What you should do: Rewrite the records from the line with "Field report states that the mountain range" up to and including the line with "[[0, 229, 1509, 426]]", requests included, subtracting 54 from every number in the bounding-box coordinates of the answers. Return only those lines.

## Start Provided records

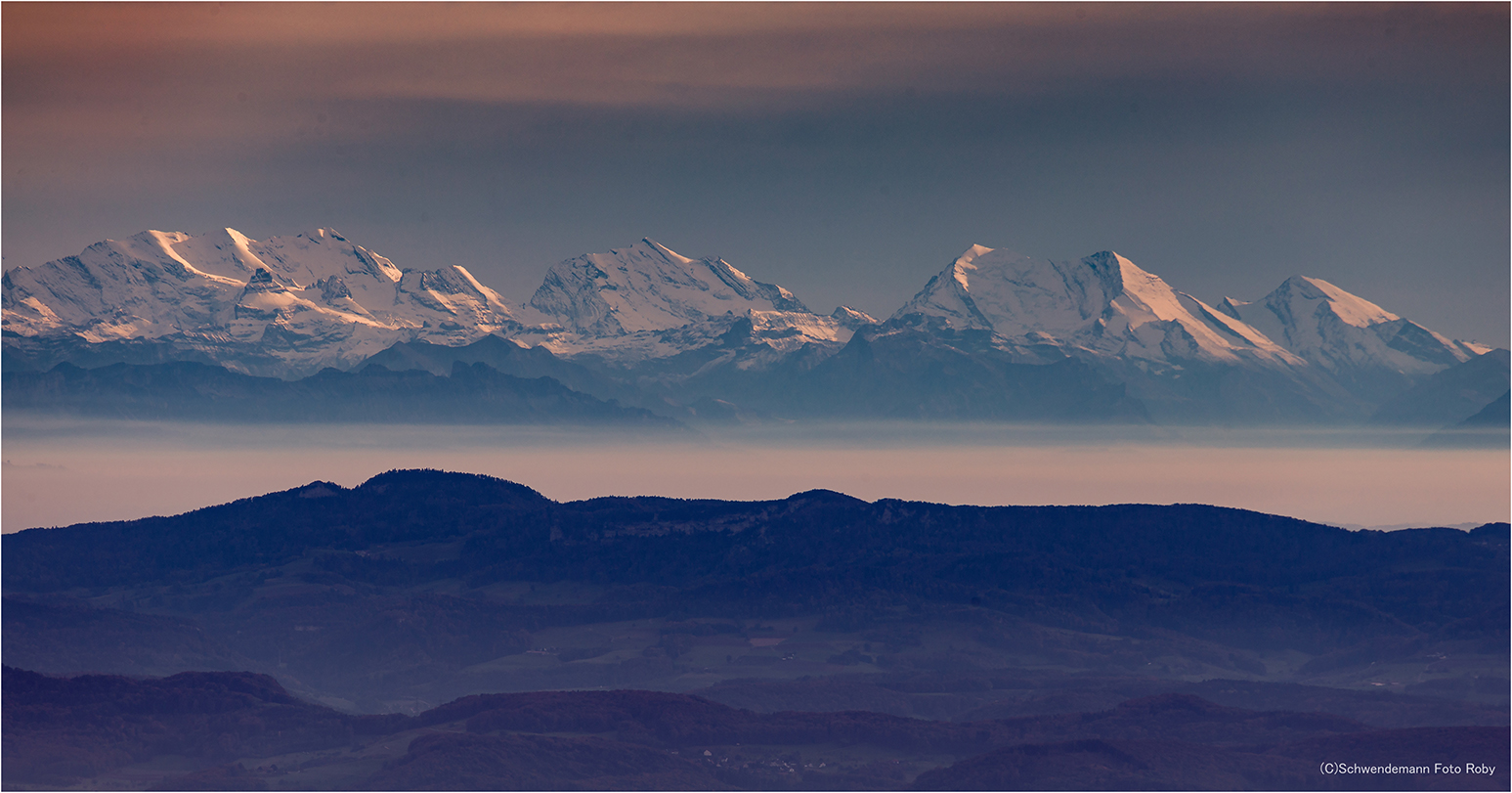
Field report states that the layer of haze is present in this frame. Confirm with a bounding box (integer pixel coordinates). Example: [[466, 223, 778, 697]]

## End Provided records
## Start Provided records

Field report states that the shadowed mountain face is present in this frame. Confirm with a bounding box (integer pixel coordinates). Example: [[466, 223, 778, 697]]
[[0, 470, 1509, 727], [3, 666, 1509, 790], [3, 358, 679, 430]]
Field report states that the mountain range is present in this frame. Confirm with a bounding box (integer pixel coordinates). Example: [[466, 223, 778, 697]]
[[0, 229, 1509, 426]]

## End Provided records
## Start Provided records

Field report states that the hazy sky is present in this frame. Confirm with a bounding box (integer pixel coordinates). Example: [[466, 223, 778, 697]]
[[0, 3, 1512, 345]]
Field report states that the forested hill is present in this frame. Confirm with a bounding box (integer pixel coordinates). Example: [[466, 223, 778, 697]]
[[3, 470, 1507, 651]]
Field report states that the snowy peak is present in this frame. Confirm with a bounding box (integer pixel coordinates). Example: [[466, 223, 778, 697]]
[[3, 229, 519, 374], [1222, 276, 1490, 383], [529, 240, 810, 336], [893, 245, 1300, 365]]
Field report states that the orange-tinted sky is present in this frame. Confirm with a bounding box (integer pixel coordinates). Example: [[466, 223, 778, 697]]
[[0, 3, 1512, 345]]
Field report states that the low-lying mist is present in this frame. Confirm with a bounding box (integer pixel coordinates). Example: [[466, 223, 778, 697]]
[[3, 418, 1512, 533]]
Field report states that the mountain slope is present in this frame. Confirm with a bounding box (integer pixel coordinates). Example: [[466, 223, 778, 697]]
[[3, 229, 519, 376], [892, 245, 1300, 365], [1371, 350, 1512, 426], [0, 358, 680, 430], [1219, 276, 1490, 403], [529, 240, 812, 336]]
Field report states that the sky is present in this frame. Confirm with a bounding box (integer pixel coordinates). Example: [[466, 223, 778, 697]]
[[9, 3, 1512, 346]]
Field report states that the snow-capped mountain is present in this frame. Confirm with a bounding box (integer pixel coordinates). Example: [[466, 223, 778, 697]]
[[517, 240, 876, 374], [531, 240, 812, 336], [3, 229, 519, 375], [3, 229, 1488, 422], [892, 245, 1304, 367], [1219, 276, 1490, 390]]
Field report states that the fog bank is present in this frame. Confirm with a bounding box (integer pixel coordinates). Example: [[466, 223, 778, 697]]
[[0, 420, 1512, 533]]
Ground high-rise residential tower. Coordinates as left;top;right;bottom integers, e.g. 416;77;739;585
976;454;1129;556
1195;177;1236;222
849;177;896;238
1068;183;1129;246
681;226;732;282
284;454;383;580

## End Provided records

Solved exercise:
Field report states that the mountain range is present in this frame. Confirm with a bounding box (integer pixel coordinates). Example: [[466, 223, 778, 697]]
[[-54, 175, 1455, 372]]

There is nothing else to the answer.